志田 まず考えられるのは、「技術伝承」への効果的な活用です。最近では国内の製造現場の人手不足が深刻である一方、高齢化が進む現状があり、技術を新たな世代に伝えることが重要な価値を生むようになっています。これらベテラン技術者のノウハウを伝えるために、最近では作業の様子を動画で残す試みも行われています。ウェアラブル端末の機能が進化し、ベテラン作業者の視野や視点なども記録することが可能になれば、図面やデータ、外から撮影した動画だけでは表現しきれないノウハウを伝えられるようになります。
また、ネットワークと直接つなぐことができるので、ウェアラブル端末により、その現場で、状況を共有しながら指導や議論を行うという活用も可能になります。作業指示も、その場ですべきことをオンデマンドで指示できます。これらの数々の特性を使いこなせれば、今までのモノづくりやコミュニケーションの手法を抜本的に変革でき、新たな競争力の源泉となる可能性があります。
パン ウェアラブル端末もその一部だといえると思うのですが、IoTやM2Mなどへのテクノロジーの応用は、製品開発や製造のプロセスをもう一歩前に押し進めることになりそうですね。
志田 機械と機械だけではなく、人、システムなど、あらゆるものがネットワークにより直接つながることで、さまざまなプロセスの変革が広がると思います。例えば、音声認識機能を使えば、作業完了時に紙に記載したりPCに入力したりするのではなく、「完了」と言うだけで作業は完了します。現場では、今まで本質的な作業以外で課されていた負担が軽減でき、さらに経営陣にとってはリアルタイムで現場の生きたデータを見ながら各種判断を下せる。その結果、効率や品質だけでなく、設計でも製造現場でも、新たな発想や挑戦にリソースを割くことができるようになります。
パン われわれのビジネスも、ICTとインターネットがなければ実現できなかったものだけによく理解できます。しかし、そのためには「データ化」が鍵を握りそうですね。
志田 製品や商流の複雑さが増す製造業の環境を考えれば、データ化なしには今後のモノづくりは行えないと思います。例えば、オンデマンドで作業指示が行えるようにするには、作業指示データが必要で、そのためには部品表やそれにひも付く製品や設備のデータなどが必要です。体系立てられたデータがあれば、上流での変更も作業現場まで流れて来るはずです。
=====
> [やること]:
1: 読解文によると、音声認識機能を使えば、作業完了時に何と言うだけで作業が完了するか。
2: ウェアラブル端末と製造業をめぐる読解文の続きを書け。

> [データの内容]:
=====
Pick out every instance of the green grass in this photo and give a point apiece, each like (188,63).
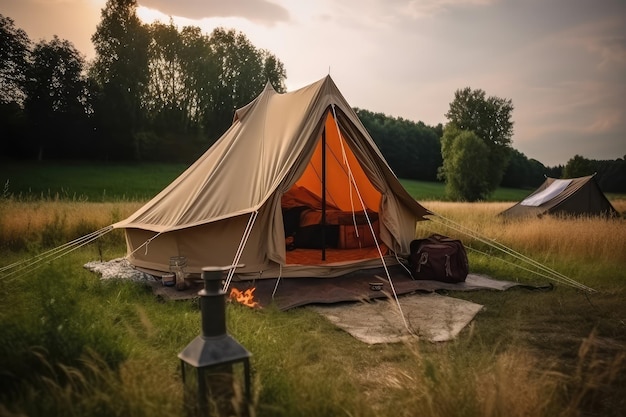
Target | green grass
=====
> [解答]:
1: 「完了」と言うだけで作業が完了する。

2:
データは設計や開発、製造や販売まであらゆるところで発生し、いわゆるビッグデータとなっています。ビッグデータ活用というと販促やマーケティングのイメージが強いかもしれませんが、製造業はそれ以上に非常に幅の広いデータを収集することができます。それらをどうつなげ、どう活用するか、というのは今後の製造業にとって、大きなテーマとなると考えています。
製品の振る舞いを上流から設計する強み
パン 設計、開発の現場におけるプロセスの1つの方向性として「フロントローディング」という考え方があります。データ活用の広がりはフロントローディングにとってどういう意味を与えるのでしょうか。
志田 私は、良いモノづくりは「仮説をどれだけ多く検証できるか」に尽きると考えています。多くの仮説をスピーディーに検証して判断するためには、フロントローディングは必須です。例えば、設計の最終段階になって検証を行い、不具合が出たとしても、その段階で大きな変更は施せません。その意味で、設計のより早い段階で最終製品レベルの検証を数多く行うことが、最終的な製品価値につながると考えています。
3Dプリンタやプロトラブズさんの高速試作サービスも「より早く試作することでより多くの仮説を検証できる」という点で、モノづくりに大きな価値をもたらしていると考えています。ただ、フロントローディングを進め、より多くの「仮説の検証」を行うためには、データを活用しデータ段階での試行錯誤をいかに効率的に多く行うか、ということが重要になってきます。
例えば、シミュレーションや、モデルベース開発などの手段も活用されるようになっていますし、パラメトリックスタディのように、多くのデータから最適なものを見極めるという取り組みも増えています。IoTの活用などにより今後はさらに取得できる製品関連のデータは増えることになるでしょう。製品の振る舞いを、より上流の工程から作り込み、多くの可能性を検証する企業の製品は、最終的にはどんどん強くなると思います。
パン それには、データ分析の戦略が構築できて、さらにそれぞれのデータ分析ができる専門的な人材などが重要になりそうですね。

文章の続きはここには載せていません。